Provided passage –
And then Leigh said, “Why not today? Let's get married right here.”
The Greenbrier couldn't marry them. The courthouse sent them across the street to a Mr. Hunter (her grandson's name — she took it as a sign). Mr. Hunter wasn't home. They were ready to give up at 4:30 in the afternoon when the attorney's wife looked at them and said, “Can I text him? I'm sure he'll be home by 8:30. We'll marry you at our house.”
He did. They did. In his living room. With Chuck answering “Are you ready to love Leigh like Christ loved the church?” before he even sat down.
Leigh wanted that date for a reason. She'd been teasing Chuck she wanted twenty years with him. And the year on the calendar? It was going to be 43 years out from their wedding. 43 — again. As she put it on the show: you cannot make this stuff up.

What is being asked – According to the wedding passage, why did Leigh take the name of Mr. Hunter as a sign?

Records –

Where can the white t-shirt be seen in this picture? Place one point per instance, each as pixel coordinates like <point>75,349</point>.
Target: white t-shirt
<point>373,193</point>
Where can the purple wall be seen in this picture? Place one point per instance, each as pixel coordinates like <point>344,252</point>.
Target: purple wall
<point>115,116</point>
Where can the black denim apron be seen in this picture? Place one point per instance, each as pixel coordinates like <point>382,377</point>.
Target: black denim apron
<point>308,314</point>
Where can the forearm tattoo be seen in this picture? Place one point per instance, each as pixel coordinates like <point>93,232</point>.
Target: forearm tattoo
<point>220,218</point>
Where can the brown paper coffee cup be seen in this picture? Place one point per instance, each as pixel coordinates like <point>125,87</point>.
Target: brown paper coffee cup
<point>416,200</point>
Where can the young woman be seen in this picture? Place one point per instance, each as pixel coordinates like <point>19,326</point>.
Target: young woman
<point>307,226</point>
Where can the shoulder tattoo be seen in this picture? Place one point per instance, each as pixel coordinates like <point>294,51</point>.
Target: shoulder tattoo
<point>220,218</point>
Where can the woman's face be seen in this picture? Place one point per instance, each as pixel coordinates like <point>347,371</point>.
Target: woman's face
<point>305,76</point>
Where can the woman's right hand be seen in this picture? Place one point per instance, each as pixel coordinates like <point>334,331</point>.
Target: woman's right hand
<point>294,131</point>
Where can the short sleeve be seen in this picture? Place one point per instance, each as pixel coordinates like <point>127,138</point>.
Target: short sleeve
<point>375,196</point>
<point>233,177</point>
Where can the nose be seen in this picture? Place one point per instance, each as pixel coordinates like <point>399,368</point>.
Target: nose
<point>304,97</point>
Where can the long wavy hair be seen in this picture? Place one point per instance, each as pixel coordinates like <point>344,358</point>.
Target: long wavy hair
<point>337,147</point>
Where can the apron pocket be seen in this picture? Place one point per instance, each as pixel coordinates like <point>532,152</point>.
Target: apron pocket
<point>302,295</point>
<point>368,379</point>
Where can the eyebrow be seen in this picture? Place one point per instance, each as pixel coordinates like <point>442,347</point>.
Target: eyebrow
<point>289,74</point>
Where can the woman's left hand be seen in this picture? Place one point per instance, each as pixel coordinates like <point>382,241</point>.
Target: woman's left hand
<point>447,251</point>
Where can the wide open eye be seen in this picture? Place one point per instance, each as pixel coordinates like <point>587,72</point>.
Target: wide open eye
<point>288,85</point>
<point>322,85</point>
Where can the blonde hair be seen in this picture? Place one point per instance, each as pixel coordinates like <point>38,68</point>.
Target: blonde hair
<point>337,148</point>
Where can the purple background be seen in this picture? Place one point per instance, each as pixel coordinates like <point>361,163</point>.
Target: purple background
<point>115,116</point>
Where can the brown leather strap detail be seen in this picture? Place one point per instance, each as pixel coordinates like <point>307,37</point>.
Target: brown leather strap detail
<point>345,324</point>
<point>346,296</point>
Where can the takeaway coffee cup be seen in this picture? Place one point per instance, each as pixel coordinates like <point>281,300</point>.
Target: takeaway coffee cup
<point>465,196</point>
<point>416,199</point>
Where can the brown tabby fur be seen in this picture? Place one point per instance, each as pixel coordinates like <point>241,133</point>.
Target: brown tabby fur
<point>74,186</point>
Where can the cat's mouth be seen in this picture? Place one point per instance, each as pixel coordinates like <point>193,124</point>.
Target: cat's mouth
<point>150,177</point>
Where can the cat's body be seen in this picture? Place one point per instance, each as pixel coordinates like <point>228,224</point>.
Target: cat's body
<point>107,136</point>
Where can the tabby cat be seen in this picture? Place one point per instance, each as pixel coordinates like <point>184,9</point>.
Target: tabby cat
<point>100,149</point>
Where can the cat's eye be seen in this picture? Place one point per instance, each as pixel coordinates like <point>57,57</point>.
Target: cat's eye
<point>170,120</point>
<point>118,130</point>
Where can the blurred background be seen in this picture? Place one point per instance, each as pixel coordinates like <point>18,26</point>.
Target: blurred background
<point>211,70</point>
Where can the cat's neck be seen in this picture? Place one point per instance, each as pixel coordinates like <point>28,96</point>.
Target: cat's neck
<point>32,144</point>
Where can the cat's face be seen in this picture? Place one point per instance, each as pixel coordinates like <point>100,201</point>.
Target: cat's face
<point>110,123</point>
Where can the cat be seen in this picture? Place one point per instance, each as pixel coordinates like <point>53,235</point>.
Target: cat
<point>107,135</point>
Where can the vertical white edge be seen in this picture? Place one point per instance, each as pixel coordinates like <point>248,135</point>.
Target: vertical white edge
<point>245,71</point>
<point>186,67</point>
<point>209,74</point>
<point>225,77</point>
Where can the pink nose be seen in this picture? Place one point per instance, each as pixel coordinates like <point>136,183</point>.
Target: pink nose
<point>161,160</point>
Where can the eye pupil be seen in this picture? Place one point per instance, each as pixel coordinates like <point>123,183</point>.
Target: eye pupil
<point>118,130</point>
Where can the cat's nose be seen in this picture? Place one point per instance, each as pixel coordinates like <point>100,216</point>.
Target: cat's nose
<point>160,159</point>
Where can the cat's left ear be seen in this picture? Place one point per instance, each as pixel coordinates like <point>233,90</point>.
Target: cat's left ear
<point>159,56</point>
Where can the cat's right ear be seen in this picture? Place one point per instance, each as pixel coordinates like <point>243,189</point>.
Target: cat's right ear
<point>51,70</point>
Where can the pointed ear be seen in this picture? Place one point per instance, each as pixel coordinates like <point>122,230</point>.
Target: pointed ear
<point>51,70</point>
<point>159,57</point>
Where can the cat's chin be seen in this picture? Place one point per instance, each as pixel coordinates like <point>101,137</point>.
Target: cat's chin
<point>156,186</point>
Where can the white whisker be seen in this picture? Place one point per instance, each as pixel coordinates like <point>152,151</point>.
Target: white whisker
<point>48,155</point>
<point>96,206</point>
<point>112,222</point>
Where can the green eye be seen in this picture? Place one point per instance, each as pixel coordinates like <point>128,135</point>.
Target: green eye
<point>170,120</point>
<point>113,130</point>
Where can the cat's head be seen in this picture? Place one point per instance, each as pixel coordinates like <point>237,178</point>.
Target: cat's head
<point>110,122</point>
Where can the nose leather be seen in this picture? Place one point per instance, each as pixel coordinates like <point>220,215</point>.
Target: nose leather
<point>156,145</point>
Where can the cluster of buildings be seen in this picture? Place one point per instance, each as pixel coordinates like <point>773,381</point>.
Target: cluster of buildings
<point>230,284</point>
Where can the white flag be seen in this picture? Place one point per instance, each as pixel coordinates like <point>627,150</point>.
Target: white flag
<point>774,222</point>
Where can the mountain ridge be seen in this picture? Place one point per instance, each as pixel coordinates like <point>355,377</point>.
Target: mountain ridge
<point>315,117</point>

The answer – Hunter was her grandson's name.